## Requirement 1
In the discovery blog post, which discovery service does the author say they are mostly familiar with?
## Requirement 2
Report every line of the listing that contains the string "tree", treating case as significant.

## Source extract
-- -- --
Sunday, October 20, 2013

6 things I am wondering about discovery

I blogged 8 things we know about web scale discovery systems in 2013 , an attempt to summarize the current consensus after 4 years of web scale discovery service use in libraries and hundreds of research papers and presentation. (Not sure what they are?)

It was a post that seemed to be pretty widely shared and read, but drew no comments, from which I conclude I didn't really say much that was controversial.

This time, I am back to think aloud about things I feel about issues where things are still up in the air. The same qualifiers I made in the last post apply, I am not an "expert", my familiarity is mostly with Summon and to lesser degree EDS etc.  

Be warned it's a long ramble.

1. Are Blended results a good idea? Or should we implement Bento style search results?

The original incentive for discovery services, was because users were telling us they wanted a "one-search" to put all our results regardless of content type (particularly journal articles which were not in catalogues) into a single search "like google", instead of going to a separate silo for each type of content.

As such it seemed obvious, that the difficult part was to get all your content into a single index (those pesky content providers needed to agree), and presentation of results was a single matter of using relevancy ranking techniques similar to what web search engines do to order then.

However, currently doubts have began to surface about the wisdom of mixing up all the search results from different content types such as books, journal articles, newspaper articles etc together in one result list (the so called blended search model).

Some have pointed out that even Google has silos, for example the main google search does not (usually see later) mix up results from the main google search with Google books, Google Scholar, Google news.

So what is to be done? An attempt is to improve that is becoming popular is to do a "bento style" results list, with results segregated by content types. Many University Libraries around the world such as Columbia University Library, NCSU State University Library, Princeton University Libraries, Dartmouth etc are doing so.

A point of clarification, I consider both simple two column style interfaces with "Books & more"  and "Articles" columns (e.g Villanova University's Vufind implementation is probably the most well known example) or results with multiple boxes (say NCSU's example) as both examples of bento style.


As noted here , there are different ways to achieve this from libraries loading the discovery index into open source systems such as VuFind, Blacklight, Xeres, or those who create their own custom jumping off webpage.

Why are bento style interfaces better? (What follows is mostly analysis given here)

First, it eases the burden on the relevancy algorithm, as currently the relevancy system must decide how to rank items from totally different content types with totally different amount of data to work with (eg some are full-text available, some metadata only)

Secondly, by including only a "book" or "books &more/catalog" bento box, it caters for faculty and research staff who care only for those items. This also can indirectly solve the known item search issue for books.

Thirdly there is mixed evidence on whether the blended style is what users want  according to a bibliographic Wilderness blog post. My own personal experience handling user feedback on Summon implementation here is that

i) As already mentioned, discovery services make finding of catalogue material occasionally harder, you can always filter for them but it slows down the process.
-- -- --
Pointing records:
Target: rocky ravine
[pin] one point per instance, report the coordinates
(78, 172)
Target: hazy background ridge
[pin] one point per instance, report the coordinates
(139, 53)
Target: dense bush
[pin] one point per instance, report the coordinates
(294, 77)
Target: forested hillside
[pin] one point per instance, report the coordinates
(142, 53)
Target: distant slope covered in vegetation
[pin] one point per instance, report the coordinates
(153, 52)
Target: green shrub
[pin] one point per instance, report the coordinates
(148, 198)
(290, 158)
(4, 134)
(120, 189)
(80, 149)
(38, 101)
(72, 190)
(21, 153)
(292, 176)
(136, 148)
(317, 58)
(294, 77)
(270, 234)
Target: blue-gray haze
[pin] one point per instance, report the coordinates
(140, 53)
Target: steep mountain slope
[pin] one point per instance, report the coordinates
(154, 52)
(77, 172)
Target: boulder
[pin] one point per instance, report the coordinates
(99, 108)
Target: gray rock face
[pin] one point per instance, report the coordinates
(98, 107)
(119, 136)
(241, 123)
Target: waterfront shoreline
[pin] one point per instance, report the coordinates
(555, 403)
-- -- --
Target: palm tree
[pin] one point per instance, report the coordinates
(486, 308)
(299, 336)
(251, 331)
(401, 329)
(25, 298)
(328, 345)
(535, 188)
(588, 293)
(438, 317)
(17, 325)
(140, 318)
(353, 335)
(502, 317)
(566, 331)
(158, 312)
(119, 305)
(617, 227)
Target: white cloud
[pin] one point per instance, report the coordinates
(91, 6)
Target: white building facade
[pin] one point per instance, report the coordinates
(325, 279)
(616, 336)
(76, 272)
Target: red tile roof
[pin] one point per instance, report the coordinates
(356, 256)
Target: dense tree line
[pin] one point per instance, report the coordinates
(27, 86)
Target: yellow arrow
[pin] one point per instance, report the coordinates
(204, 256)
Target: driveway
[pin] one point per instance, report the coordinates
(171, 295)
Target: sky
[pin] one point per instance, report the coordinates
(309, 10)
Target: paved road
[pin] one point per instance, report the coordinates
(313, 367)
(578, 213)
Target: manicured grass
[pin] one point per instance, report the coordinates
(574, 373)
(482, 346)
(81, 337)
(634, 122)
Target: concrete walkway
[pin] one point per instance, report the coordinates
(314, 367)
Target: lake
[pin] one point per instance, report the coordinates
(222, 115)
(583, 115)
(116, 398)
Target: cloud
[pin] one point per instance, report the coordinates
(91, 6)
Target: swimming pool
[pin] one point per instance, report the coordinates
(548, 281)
-- -- --
## Expected answer 1
Summon

## Expected answer 2
Target: palm tree
Target: dense tree line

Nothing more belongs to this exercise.